Trecho -

★ ★ ★

Erdogan tentou unificar essa diversidade de interesses, mas alcançou apenas um equilíbrio transitório. Ele impôs uma certa reconciliação entre as elites seculares da grande burguesia e o capitalismo crescente do interior e conseguiu moderar os desequilíbrios estruturais da economia turca, mas está longe de ser capaz de corrigi-los. Erdogan comanda um subimpério economicamente fraco para as ambições geopolíticas que ele encoraja. É por isso que está conduzindo aventuras com recuos abruptos, enredos e cambalhotas.

 

O potencial modelo saudita

A Arábia Saudita não tem antecedentes subimperiais, mas está caminhando para tal configuração. Tem sido um pilar tradicional do domínio americano no Oriente Médio, mas a acumulação de renda, as aventuras belicistas e as rivalidades com a Turquia e o Irã estão empurrando o reino em direção a esse clube conturbado.

Esse curso introduz muito barulho na relação privilegiada da monarquia wahhabita com o Pentágono. A Arábia Saudita é o maior importador de armas do mundo (12% do total) e gasta 8,8% de seu produto interno bruto (PIB) em defesa. Os Estados Unidos colocam 52% de suas exportações militares totais na região e fornecem 68% das compras sauditas. Cada contrato assinado entre os dois países tem um correlato direto no investimento nos EUA. A monarquia wahhabita fornece apoio estratégico para a supremacia financeira da moeda americana.

Devido à sua gravitação decisiva, todos os líderes da Casa Branca procuraram harmonizar o impacto do lobby sionista com seu equivalente saudita. Trump alcançou um ponto de equilíbrio máximo ao aproximar os dois países do eventual estabelecimento de relações diplomáticas (ALEXANDER, 2018).

O envolvimento dos EUA com a dinastia saudita remonta ao período do pós-guerra e ao papel da monarquia nas campanhas anticomunistas. Os sheikhs estiveram envolvidos em inúmeras ações contrarrevolucionárias para conter a ascensão das repúblicas em toda a região (Egito – 1952, Iraque – 1958, Iêmen – 1962, Líbia – 1969, Afeganistão – 1973). Quando o xá do Irã foi derrubado, os reis wahhabitas assumiram um papel mais direto na defesa da ordem reacionária no mundo árabe.

Esse papel regressivo foi novamente visível durante a Primavera Árabe da última década. O gendarme saudita e seus anfitriões jihadistas levaram todas as incursões a esmagar essa rebelião.

★ ★ ★

Segmento de dados -
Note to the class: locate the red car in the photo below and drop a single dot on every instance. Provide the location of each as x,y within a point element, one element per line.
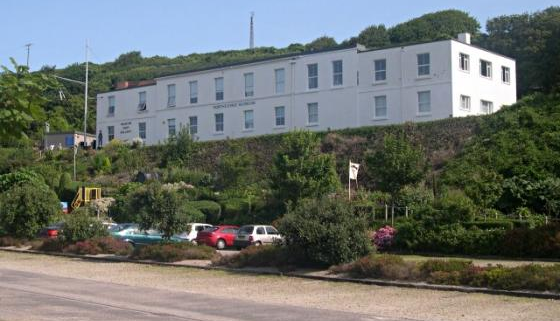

★ ★ ★

Exercícios -
- A) De acordo com o trecho, que percentual de seu PIB a Arábia Saudita gasta em defesa?
- B) Transcreva do trecho tudo o que vai desde "O potencial modelo" até "da moeda americana.".

Respostas corretas -
- A) 8,8% de seu produto interno bruto.

- B)
O potencial modelo saudita

A Arábia Saudita não tem antecedentes subimperiais, mas está caminhando para tal configuração. Tem sido um pilar tradicional do domínio americano no Oriente Médio, mas a acumulação de renda, as aventuras belicistas e as rivalidades com a Turquia e o Irã estão empurrando o reino em direção a esse clube conturbado.

Esse curso introduz muito barulho na relação privilegiada da monarquia wahhabita com o Pentágono. A Arábia Saudita é o maior importador de armas do mundo (12% do total) e gasta 8,8% de seu produto interno bruto (PIB) em defesa. Os Estados Unidos colocam 52% de suas exportações militares totais na região e fornecem 68% das compras sauditas. Cada contrato assinado entre os dois países tem um correlato direto no investimento nos EUA. A monarquia wahhabita fornece apoio estratégico para a supremacia financeira da moeda americana.